== DATA

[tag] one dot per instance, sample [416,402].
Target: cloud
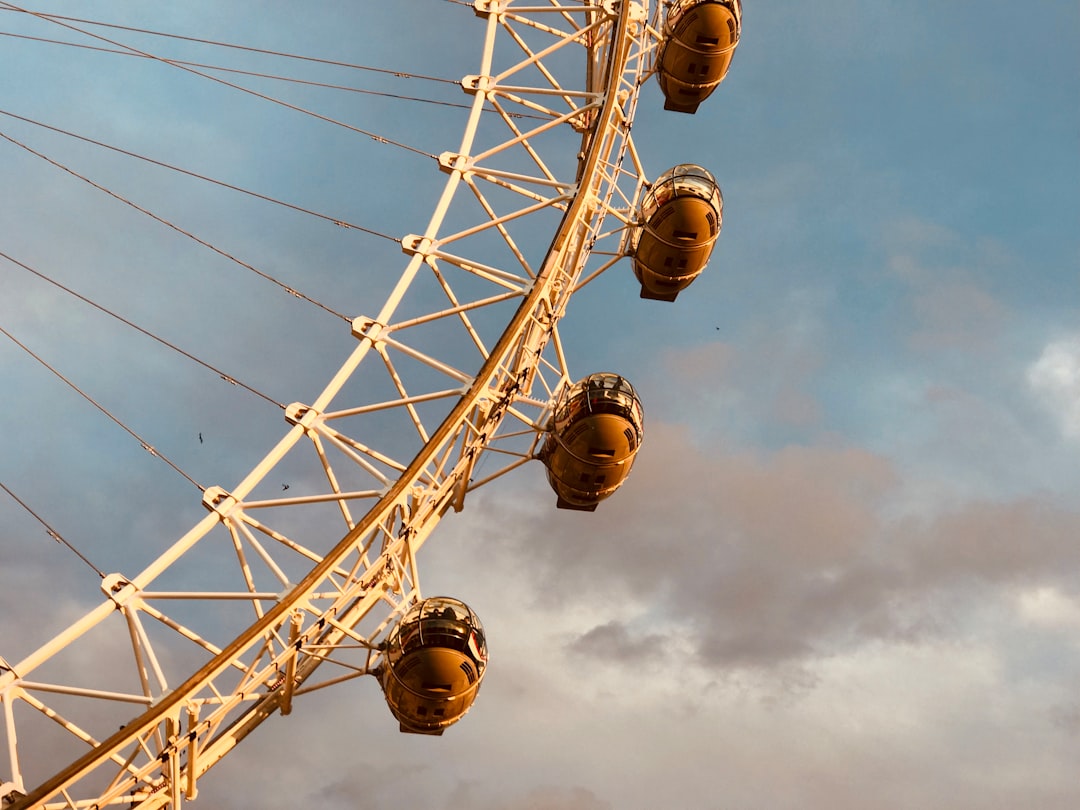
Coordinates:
[1054,378]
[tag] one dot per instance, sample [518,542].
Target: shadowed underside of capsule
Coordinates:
[699,40]
[593,437]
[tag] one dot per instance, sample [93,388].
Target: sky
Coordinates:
[845,570]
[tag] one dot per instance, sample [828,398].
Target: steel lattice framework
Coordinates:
[388,447]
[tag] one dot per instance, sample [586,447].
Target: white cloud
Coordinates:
[1055,379]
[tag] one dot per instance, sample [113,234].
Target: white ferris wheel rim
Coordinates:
[191,731]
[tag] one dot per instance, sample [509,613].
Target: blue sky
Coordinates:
[845,565]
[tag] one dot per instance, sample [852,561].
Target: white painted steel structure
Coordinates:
[318,579]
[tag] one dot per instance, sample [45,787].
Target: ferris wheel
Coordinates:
[461,364]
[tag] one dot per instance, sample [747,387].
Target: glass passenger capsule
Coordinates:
[682,215]
[699,40]
[593,436]
[435,661]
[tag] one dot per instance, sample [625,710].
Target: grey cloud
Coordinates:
[779,558]
[615,642]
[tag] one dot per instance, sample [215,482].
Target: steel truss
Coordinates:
[387,448]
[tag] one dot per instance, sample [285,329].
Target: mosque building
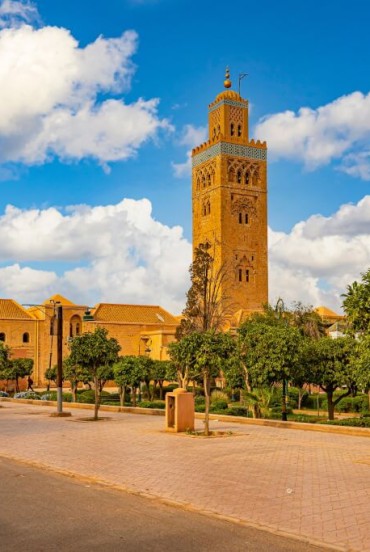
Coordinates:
[229,204]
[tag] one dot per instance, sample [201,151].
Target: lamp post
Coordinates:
[279,309]
[59,313]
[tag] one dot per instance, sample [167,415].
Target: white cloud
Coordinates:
[319,257]
[357,165]
[14,13]
[123,255]
[51,104]
[191,136]
[339,130]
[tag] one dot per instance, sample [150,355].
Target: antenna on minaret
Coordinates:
[241,77]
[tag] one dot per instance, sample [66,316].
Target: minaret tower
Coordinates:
[229,196]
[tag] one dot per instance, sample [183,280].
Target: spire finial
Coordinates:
[227,81]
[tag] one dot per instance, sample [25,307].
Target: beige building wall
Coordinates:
[139,329]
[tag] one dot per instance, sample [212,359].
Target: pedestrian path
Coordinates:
[309,485]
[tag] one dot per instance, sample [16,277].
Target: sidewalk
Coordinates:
[310,485]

====

- WHAT YOU NEED TO DO
Starting with the line that contains "[tag] one dot per instance, sample [16,277]." and going on through the end of the material, write those lines out again, requests included. Multiply every answer coordinate by 1.65 and round to whole numbers, halves up, leaving the numbers in the requests and their sample points unchanged.

- SOLUTION TO THIS TASK
[tag] one dot per instance, sample [16,277].
Target: sidewalk
Coordinates:
[512,800]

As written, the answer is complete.